» **Direction**: Can you copy each of the items below word for word, leaving nothing out and changing nothing?

» **Records provided**:
★ ★ ★
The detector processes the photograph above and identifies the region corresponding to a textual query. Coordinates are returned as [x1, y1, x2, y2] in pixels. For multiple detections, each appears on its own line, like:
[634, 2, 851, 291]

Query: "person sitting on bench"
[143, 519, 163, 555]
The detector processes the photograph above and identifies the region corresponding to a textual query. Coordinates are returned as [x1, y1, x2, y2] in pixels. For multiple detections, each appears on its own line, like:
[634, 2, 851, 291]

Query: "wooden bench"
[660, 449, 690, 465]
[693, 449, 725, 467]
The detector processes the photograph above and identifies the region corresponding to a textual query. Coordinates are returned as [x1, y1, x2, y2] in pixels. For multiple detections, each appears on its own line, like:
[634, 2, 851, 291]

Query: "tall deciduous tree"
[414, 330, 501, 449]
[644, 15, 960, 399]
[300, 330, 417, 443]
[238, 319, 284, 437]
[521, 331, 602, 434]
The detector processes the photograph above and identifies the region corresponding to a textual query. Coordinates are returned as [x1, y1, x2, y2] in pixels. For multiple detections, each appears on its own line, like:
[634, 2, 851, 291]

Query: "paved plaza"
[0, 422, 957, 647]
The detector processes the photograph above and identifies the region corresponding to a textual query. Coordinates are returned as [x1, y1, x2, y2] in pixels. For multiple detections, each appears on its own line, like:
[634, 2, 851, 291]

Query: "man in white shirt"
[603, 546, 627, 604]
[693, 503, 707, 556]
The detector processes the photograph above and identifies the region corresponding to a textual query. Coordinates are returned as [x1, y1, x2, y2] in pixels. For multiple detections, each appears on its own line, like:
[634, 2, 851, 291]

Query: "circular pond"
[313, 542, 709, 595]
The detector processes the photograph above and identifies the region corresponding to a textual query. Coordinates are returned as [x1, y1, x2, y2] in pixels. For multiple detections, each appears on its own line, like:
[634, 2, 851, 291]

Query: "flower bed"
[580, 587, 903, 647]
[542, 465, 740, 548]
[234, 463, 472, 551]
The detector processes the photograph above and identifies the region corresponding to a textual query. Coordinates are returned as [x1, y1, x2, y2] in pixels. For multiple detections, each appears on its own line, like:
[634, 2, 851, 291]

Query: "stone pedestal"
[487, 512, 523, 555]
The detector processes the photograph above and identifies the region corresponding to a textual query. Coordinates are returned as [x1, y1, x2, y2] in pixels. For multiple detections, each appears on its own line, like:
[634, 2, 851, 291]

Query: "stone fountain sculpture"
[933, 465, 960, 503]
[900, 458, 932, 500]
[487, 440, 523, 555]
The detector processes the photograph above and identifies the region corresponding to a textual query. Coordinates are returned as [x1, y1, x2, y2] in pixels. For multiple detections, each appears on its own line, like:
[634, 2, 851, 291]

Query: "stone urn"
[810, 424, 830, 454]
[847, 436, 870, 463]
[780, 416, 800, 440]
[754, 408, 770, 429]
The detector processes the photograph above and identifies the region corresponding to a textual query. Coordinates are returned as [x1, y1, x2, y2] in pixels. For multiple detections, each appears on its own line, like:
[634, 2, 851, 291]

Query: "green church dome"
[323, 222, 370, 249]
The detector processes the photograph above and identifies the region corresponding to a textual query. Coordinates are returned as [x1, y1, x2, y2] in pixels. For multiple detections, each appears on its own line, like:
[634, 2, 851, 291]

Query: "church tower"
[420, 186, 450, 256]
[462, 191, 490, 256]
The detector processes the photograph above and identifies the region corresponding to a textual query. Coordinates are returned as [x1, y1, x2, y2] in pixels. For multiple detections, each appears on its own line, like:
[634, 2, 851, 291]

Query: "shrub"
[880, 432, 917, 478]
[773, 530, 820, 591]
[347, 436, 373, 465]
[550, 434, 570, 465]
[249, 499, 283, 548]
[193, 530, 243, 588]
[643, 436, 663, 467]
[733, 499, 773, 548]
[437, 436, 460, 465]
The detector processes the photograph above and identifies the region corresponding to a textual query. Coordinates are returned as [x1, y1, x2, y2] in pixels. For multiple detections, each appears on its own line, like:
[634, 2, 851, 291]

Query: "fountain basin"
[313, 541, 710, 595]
★ ★ ★
» **Output of the exercise**:
The detector processes the photograph above and identifies the region corresponding to a textual query. Coordinates are returned as [x1, y1, x2, y2] in pixels. For multiple detections, each appears on its own line, like:
[634, 2, 851, 291]

Query: "person sitting on bench"
[143, 519, 163, 555]
The detector processes the photograph above and identifies the region corresponding to a textual query. Coordinates are returned as [x1, y1, x2, y2] in pixels. For multiple detections, each appears on its own line, like:
[634, 2, 851, 291]

Query: "wooden bench"
[660, 449, 690, 465]
[693, 449, 725, 467]
The detector processes the photograph above and identifies the region corresponding to a textual query. Coordinates are returned as [x1, y1, x2, y2] in pixels. For multiple detections, each appears on its own line, like:
[634, 2, 851, 291]

Query: "tall deciduous tree"
[414, 330, 501, 449]
[644, 15, 960, 399]
[300, 330, 417, 443]
[238, 319, 284, 437]
[521, 331, 602, 434]
The detector processes the photograph above and identifies the region corresponding to a textual query. Coordinates are returned as [x1, y1, x2, y2] in pixels. For multiple detections, each appears on its own line, like:
[634, 2, 851, 291]

Query: "paved plaza"
[0, 422, 957, 647]
The detector processes the photograph above and identifies the region corresponding to a textual query. Coordinates are returned as [x1, y1, x2, y2] in pixels. For multiple detections, each appears on its own line, like:
[634, 2, 851, 291]

Query: "man in white shirt"
[603, 546, 627, 604]
[693, 503, 707, 556]
The detector processes the photograph above and identifies the region corresponding to a textual query. Coordinates are returned as [x1, y1, x2, y2] in pixels. For multiple detections, each appears on its own line, like:
[634, 2, 851, 291]

Query: "circular pond"
[313, 542, 709, 595]
The detector processes the photograph above and identifies the region corresponding to a textual query. Coordinates are returned as [x1, y1, x2, y2] in pixels. For multiple detections, each appears on its own line, like:
[634, 2, 851, 291]

Query: "flower bed"
[580, 587, 903, 647]
[542, 465, 740, 548]
[234, 463, 472, 551]
The detector processes the photograph above and identifies the region corresponding to a textual query. Coordinates are returned as [x1, y1, x2, y2] in pixels. For multiple detections, each appears on its own line, like:
[634, 2, 851, 291]

Query: "stone pedestal"
[487, 512, 523, 555]
The detector processes the photograph above and identifies the region corresponding to a textual query. Coordinates are returned as [x1, y1, x2, y2] in pixels. For multiple detections, each appears on its own line, like:
[634, 2, 851, 291]

Query: "stone fountain sculpture"
[933, 465, 960, 503]
[900, 458, 932, 500]
[487, 440, 523, 555]
The detector processes the photograph above and identifies the region corresponding to a textual query. Coordinates are returned as [x1, y1, x2, y2] in pixels. For multiple detections, each appears on its own line, like:
[634, 2, 851, 291]

Query: "stone urn"
[810, 424, 830, 454]
[847, 436, 870, 463]
[780, 416, 800, 440]
[754, 408, 770, 429]
The detector processes the photograph above and identifies the region corresponding to a textual query. Coordinates are returned as [x1, y1, x2, y2] in pixels. For multiple detections, each appears on its own line, like:
[634, 2, 851, 291]

Query: "green church dome"
[323, 222, 370, 249]
The detector processes the photograph above and identifies the region corresponding to a textual query. Coordinates are returned as [x1, y1, x2, y2] in pixels. For multiple detections, each appears on its own line, like:
[634, 2, 851, 291]

Query: "church tower"
[420, 186, 450, 256]
[462, 191, 490, 256]
The detector processes the photograph above and identifies the region corresponding to a textual query. Coordinates are returned as [x1, y1, x2, y2] in pixels. For multiple detections, each appears on its own line, like:
[634, 2, 851, 291]

Query: "shrub"
[880, 432, 917, 478]
[773, 530, 820, 591]
[347, 436, 373, 465]
[550, 434, 570, 465]
[249, 499, 283, 548]
[193, 530, 243, 588]
[643, 436, 663, 467]
[733, 499, 773, 548]
[437, 436, 460, 465]
The detector processes the photograph above and identifies the region corresponding to a textual query. Coordinates are returned as [x1, y1, x2, y2] in pixels. For multiple detections, each appears on its own line, like:
[634, 2, 851, 291]

Query: "fountain basin"
[313, 541, 710, 595]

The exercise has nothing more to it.